___ Document excerpt
Recently as I was visiting with a brother in Christ he told me that he had had certain expectations that I had failed to fulfill. My heart was broken. First of all I did not realize that the expectation had even existed. It was an “undisclosed” expectation, but none-the-less he felt like I had let him down. All I could do was to apologize and to try and understand his need. This conversation has reminded me once again the “call to compassion” that each of us have received.
So many people have had difficult things happen to them in life that they can only meet each day with so much hurt and a great deal of “unresolved” needs. They transfer onto us the lingering effects of these past negative markers, events, and lacks. As a result, we are sometimes viewed with “unrealistically great expectations”, or with a lot of unwarranted mistrust.
God is not calling us to cure these problems. Only God can do that. We are, however, expected to offer people a chance to experience some of the goodness of God through their contact with us. Will we fail in our efforts to do this? Sometimes. Will we feel guilty or resentful at times when people project onto us needs we can’t meet, and then anger or hurt when we pull back because we’ve erroneously overextended ourselves and promised too much? Probably. But, we still need to do what we can – not just for them, but also for us, because “compassion completes the circle of grace.”
Without it, self knowledge will stagnate, our prayer life will become artificial, and – most importantly – we will miss seeing and hearing those words of God that can only be received when we are in service to others.
As I was meditating on this experience I remembered a piece from a book that I read some time ago. After reading and re-reading it I decided to quote it here. It is a little lengthy, but I think you will be blessed:
“Here we are touching the profound spiritual truth that service is an expression of the search for God and not just of the desire to bring about individual or social change. this is open to all sorts of misunderstanding, but its truth is confirmed in the lives of those for whom service is a constant and uninterrupted cancer. As long as the help we offer to others is motivated primarily by the changes we may accomplish, our service cannot last long. The results do not appear, when success is absent, when we are no longer liked or praised for what we do, we lose the strength and motivation to continue. When we see nothing but sad, poor, sick, or miserable people who, even after our many attempts to offer help, remain, sad, poor, sick, and miserable, then the only reasonable response is to move away in order to prevent ourselves from becoming cynical or depressed. Radical servanthood challenges us, while attempting persistently to overcome property, hunger, illness, and any other form of human misery, to reveal the gentle presence of our compassionate God in the midst of our broken world.” (Donald P. McNeil, Douglas A. Morrison, and Henri J. M. Nouwen, Compassion, New York: Doubleday, 1982, pp. 31, 32)
Radical Servanthood! You and I are “followers” of One who modeled for us “radical servanthood.” If there is anything that the world around us needs (expects) it is “radical servanthood.” I can’t really do it, nor can you, but we can allow the RADICAL SERVANT, to meet our needs. We must continually “receive from Him so that we can give to others” thus in the giving of compassion we will complete the “circle of grace.”
______
→ Work order A:
Copy the reflection on compassion from "Recently as I" down to "us have received.", swapping "heart" for "spirit".
→ Work order B:
Answer these questions from the reflection on compassion.
(i) Who told the writer about expectations the writer had failed to fulfill?
(ii) According to the text, who alone can cure people's problems?
(iii) In what year was the quoted book Compassion published?
___ Recorded information
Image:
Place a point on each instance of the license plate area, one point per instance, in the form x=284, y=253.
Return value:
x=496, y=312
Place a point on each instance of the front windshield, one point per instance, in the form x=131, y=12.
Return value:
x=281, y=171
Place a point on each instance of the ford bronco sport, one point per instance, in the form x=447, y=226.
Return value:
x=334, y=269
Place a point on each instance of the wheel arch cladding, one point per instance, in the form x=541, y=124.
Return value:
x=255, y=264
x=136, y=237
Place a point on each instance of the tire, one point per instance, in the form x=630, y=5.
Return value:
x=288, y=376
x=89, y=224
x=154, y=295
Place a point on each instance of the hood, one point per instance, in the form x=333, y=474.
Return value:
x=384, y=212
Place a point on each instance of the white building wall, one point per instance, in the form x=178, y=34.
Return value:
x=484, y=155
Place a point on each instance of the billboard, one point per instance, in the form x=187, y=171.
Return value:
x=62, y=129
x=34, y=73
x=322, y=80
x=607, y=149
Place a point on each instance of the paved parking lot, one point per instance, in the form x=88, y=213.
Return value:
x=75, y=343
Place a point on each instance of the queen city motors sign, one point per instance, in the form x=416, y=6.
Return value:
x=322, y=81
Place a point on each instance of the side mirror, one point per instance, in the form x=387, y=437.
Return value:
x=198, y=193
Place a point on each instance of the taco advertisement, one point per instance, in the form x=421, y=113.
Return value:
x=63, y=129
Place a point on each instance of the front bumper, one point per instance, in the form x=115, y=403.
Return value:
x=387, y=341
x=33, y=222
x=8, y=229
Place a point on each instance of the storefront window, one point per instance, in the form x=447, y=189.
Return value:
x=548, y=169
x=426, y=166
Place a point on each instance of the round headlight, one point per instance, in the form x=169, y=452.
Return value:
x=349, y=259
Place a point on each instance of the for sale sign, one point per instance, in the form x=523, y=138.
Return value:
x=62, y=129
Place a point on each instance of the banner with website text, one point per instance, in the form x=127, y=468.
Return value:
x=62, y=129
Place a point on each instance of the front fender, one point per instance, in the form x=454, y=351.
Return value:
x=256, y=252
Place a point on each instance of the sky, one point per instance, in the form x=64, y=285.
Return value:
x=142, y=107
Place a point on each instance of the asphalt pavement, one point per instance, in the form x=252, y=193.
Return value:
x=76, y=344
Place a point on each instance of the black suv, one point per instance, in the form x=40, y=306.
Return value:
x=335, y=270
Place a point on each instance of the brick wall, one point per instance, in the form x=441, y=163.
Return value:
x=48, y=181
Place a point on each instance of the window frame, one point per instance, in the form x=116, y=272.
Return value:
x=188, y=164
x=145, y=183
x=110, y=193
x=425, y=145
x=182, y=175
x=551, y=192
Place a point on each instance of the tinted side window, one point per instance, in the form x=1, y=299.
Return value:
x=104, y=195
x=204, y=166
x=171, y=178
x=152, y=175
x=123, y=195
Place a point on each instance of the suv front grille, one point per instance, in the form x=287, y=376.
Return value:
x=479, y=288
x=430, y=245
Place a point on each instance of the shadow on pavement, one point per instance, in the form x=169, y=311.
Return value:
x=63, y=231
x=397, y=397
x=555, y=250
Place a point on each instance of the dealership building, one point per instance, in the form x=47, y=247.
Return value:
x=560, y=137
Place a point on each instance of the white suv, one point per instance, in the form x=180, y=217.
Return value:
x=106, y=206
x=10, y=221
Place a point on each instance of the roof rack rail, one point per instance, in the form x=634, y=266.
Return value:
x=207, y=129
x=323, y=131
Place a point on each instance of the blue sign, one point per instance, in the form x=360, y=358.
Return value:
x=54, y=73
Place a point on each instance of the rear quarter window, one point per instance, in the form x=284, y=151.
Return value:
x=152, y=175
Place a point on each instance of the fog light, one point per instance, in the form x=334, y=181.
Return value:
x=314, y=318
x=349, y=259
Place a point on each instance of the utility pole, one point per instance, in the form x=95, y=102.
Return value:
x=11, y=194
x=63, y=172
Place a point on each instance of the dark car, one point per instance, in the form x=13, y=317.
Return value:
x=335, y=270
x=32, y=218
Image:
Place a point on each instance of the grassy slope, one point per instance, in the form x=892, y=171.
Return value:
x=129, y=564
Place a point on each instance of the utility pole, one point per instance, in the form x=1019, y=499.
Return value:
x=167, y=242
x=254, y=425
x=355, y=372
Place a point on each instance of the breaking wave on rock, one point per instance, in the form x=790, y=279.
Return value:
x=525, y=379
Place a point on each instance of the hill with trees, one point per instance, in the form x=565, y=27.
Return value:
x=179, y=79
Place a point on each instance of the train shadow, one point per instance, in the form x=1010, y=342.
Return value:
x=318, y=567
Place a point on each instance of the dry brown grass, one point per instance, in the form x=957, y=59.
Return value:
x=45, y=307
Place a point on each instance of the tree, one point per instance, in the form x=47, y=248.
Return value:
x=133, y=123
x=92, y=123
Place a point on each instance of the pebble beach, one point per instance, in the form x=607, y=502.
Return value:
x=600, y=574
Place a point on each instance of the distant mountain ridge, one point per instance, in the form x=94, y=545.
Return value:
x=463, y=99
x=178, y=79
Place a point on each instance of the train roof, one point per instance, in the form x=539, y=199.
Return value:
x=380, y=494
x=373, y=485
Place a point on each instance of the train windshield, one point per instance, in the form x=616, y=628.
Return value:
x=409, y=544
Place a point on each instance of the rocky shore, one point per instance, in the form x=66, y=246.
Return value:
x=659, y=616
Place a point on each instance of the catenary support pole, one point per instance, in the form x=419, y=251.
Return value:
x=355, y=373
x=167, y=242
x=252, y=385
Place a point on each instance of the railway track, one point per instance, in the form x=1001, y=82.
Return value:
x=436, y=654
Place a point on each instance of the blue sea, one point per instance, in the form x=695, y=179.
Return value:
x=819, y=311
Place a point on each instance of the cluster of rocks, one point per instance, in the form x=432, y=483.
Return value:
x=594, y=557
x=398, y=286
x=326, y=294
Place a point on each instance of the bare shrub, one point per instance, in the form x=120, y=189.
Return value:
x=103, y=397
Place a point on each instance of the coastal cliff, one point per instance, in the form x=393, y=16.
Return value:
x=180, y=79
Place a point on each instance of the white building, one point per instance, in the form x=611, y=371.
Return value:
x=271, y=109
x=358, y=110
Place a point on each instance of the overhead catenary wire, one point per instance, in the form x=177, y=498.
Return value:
______
→ Your response A:
Recently as I was visiting with a brother in Christ he told me that he had had certain expectations that I had failed to fulfill. My spirit was broken. First of all I did not realize that the expectation had even existed. It was an “undisclosed” expectation, but none-the-less he felt like I had let him down. All I could do was to apologize and to try and understand his need. This conversation has reminded me once again the “call to compassion” that each of us have received.

→ Your response B:
(i) A brother in Christ.
(ii) God.
(iii) 1982.